#### [Document passage]
----------
Football 2017: Harvard 3, Yale 24

You can’t win if you can’t score.

Sorry, dude: Senior linebacker Chase Guillory (45), junior linebacker Charlie Walker (41), and junior defensive lineman John Pirrmann (86) swallowed up Yale's star freshman Zane Dudek, who was held to 64 yards.
Photograph by Tim O'Meara/The Harvard Crimson
Oops! Harried by Yale’s Foyesade Oluokun, freshman quarterback Jake Smith (10) and freshman running back Aaron Shampklin (20) failed to connect on this option pitch, resulting in a costly turnover.
Photograph by Tim O'Meara/The Harvard Crimson
Junior wideout Justice Shelton-Mosley was on the move early, catching three passes on the Crimson’s first drive.
Photograph by Tim O'Meara/The Harvard Crimson
Cool hand Luke: Senior captain and linebacker Luke Hutton helped preserve the Crimson’s early 3-0 lead with a second-quarter interception. 
Photograph by Tim O'Meara/The Harvard Crimson

Not our day. Not our year.

On Saturday at the Yale Bowl, Harvard went to extreme lengths to prove that you can’t win if you can’t score. In the 134th playing of The Game, the Crimson—partly undone by two slippery option pitches—were humbled by the archrival Elis 24-3. Only a staunch effort by the Harvard defense kept the margin from being greater. The loss dropped the Crimson to 3-4 in the Ivy League (see standings below) and 5-5 overall, Harvard’s worst season since 2000. The victory—Yale’s second straight in The Game—gave the Elis a 6-1 league mark and a 9-1 overall finish. The triumph also allowed the Bulldogs to hold off Dartmouth and surprising Columbia and bring to New Haven Yale’s first outright Ivy title since 1980. 

The Crimson did not score a touchdown in the final nine quarters of the 2017 season, the longest such stretch of futility since the season of ’86—1986—when Harvard suffered three straight shutouts. On Saturday the Elis limited the Crimson to an anemic 164 yards of total offense, and a microscopic 26 yards rushing. Harvard played without its best runner, junior Charlie Booker III, who was out with an injury. That left the Crimson without a power back to negotiate a muddy field. But really…having Booker probably wouldn’t have changed the outcome.

“The bottom line is, Yale is a terrific football team,” said Harvard coach Tim Murphy, whose record in The Game is now 17-7. “They’re by far the best football team in our league. They have no real weaknesses, and they deserved to win.”

The Crimson’s high-water mark came on their first offensive series. Freshman quarterback Jake Smith engineered an 11-play, 55-yard drive that featured three completions to star wideout Justice Shelton-Mosley, the first for 21 yards, the second for nine and the third for 18. (Shelton-Mosley finished with a game-high seven grabs, for 77 yards.) This seemed like a plan, especially in the absence of Booker. But as so often happened late in the season, the drive bogged down in the shadow of the opponent’s goal. So sophomore Jake McIntyre came in and drilled a 29-yard field goal. Harvard 3, Yale 0.
----------
#### [Extracted entries]
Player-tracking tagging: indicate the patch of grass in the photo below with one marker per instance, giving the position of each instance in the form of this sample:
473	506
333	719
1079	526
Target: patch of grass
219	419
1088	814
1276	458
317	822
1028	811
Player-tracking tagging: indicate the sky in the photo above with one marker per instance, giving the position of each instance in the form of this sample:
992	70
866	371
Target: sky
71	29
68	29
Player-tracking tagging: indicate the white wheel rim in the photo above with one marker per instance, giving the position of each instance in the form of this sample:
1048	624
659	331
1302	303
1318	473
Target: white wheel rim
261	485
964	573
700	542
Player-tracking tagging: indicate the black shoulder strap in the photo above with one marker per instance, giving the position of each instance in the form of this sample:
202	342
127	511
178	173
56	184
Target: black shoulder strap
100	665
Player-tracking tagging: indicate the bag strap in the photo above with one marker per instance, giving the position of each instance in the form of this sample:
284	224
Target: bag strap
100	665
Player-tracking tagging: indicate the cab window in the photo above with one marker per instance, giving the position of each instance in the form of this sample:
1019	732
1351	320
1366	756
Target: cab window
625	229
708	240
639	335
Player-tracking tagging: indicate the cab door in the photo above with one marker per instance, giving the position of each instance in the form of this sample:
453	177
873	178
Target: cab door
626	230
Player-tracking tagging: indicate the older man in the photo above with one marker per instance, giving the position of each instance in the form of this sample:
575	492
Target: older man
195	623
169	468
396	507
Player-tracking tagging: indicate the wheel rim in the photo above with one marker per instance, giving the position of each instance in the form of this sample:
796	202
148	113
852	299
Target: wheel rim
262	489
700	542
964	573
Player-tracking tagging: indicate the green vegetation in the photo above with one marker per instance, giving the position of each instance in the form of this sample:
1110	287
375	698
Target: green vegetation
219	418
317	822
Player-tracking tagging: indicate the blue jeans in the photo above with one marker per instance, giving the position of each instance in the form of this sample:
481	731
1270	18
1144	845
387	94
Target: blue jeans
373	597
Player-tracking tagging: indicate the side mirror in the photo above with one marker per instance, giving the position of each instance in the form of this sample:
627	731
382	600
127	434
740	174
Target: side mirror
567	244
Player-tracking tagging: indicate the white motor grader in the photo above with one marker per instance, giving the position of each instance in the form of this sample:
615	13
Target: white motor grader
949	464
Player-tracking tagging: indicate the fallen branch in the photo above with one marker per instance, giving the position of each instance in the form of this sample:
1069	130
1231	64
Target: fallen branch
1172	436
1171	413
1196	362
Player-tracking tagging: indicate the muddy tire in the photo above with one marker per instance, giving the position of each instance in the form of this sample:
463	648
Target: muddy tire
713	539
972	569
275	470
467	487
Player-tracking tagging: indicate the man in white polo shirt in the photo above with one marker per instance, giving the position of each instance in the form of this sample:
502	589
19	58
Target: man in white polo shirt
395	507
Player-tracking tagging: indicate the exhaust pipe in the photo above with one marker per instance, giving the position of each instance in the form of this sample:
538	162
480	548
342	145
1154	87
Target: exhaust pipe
----------
#### [To be done]
1 > Answer these questions using the game report.
(a) Which Harvard player made a second-quarter interception?
(b) How many yards of total offense did Yale allow Harvard?
(c) What is Tim Murphy's record in The Game?
2 > Retype the game report from "Sorry, dude: Senior" up to and including "to 64 yards.".
3 > In the game report, name every player whose jersey number appears in parentheses, giving each number.
The listing plays no part in the work here.

#### [Completed exercise]
1 >
(a) Senior captain and linebacker Luke Hutton
(b) 164 yards
(c) 17-7

2 >
Sorry, dude: Senior linebacker Chase Guillory (45), junior linebacker Charlie Walker (41), and junior defensive lineman John Pirrmann (86) swallowed up Yale's star freshman Zane Dudek, who was held to 64 yards.

3 >
Chase Guillory (45)
Charlie Walker (41)
John Pirrmann (86)
Jake Smith (10)
Aaron Shampklin (20)